■ PROBLEM TO SOLVE
Count the lines in the listing below that contain the string "clicks", and reply with that number alone.

■ TASK DATA
------------------------------
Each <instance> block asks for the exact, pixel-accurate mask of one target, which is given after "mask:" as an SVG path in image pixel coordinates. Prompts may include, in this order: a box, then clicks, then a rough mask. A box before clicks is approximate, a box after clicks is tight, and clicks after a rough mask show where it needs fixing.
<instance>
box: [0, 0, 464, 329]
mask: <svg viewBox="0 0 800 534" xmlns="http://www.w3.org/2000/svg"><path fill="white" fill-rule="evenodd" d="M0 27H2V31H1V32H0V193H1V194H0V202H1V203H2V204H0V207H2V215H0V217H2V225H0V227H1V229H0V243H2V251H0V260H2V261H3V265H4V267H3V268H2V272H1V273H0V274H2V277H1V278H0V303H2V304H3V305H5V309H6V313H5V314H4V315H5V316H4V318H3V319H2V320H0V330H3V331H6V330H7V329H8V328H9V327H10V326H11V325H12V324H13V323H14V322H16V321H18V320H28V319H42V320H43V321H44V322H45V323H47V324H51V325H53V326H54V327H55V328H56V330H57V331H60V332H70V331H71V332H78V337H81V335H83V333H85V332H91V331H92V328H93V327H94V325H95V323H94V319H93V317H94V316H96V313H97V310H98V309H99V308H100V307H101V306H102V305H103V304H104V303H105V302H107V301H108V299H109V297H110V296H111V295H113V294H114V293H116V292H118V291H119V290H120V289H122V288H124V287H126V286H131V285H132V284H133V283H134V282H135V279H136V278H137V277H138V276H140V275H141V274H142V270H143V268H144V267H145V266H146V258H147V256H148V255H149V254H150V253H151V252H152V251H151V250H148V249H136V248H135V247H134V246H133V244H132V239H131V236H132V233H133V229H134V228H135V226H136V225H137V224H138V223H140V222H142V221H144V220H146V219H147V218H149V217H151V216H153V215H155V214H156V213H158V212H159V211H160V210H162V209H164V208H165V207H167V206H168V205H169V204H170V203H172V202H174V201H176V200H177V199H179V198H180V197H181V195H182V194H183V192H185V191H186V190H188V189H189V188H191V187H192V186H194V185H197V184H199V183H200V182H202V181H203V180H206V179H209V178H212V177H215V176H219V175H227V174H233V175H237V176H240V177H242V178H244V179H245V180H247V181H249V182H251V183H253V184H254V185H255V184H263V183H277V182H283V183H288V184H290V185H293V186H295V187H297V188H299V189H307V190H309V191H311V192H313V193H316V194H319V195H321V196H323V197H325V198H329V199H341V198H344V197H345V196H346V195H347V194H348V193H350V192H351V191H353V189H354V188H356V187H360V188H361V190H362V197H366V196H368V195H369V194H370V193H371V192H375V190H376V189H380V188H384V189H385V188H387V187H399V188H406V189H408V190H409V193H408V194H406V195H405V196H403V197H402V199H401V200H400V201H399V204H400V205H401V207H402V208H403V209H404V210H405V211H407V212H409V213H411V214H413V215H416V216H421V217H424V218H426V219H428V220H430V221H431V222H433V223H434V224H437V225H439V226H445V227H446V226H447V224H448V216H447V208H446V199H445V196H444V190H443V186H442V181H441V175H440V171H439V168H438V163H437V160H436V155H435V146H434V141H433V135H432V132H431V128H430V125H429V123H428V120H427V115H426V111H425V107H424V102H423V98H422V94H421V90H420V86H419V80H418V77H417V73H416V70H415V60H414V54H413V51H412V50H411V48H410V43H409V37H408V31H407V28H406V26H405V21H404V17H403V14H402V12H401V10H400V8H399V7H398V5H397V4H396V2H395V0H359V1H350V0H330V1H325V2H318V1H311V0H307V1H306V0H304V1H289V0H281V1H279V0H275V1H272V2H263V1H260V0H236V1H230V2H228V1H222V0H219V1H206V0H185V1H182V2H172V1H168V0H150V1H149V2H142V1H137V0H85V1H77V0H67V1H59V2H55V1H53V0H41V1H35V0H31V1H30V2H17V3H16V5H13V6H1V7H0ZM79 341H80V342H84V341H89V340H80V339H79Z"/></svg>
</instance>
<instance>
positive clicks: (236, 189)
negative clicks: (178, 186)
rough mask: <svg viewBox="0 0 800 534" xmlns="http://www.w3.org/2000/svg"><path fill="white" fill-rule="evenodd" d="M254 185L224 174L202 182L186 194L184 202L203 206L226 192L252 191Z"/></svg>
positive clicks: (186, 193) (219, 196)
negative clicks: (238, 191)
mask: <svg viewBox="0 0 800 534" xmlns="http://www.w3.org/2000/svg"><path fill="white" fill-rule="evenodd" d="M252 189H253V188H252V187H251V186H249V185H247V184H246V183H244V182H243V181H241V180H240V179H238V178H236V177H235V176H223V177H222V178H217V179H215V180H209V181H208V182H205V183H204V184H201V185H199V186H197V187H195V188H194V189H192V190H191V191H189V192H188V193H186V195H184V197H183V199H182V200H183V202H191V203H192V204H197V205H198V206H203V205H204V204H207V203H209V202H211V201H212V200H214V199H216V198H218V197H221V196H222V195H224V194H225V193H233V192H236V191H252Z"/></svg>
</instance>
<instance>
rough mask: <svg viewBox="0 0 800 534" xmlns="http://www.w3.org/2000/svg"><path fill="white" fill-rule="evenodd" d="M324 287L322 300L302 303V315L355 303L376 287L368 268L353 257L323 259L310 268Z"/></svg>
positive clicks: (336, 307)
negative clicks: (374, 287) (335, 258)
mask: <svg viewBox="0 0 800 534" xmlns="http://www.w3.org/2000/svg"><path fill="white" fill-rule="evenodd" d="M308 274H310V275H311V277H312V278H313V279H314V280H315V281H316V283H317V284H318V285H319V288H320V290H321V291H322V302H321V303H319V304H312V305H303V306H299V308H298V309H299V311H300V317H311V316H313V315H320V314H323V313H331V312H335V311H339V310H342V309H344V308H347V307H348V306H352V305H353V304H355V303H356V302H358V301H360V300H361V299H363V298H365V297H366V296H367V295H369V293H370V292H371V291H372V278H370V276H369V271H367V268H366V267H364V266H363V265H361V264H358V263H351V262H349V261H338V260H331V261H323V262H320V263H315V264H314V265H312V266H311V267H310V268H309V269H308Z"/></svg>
------------------------------
■ RESULT FOR THIS TASK
7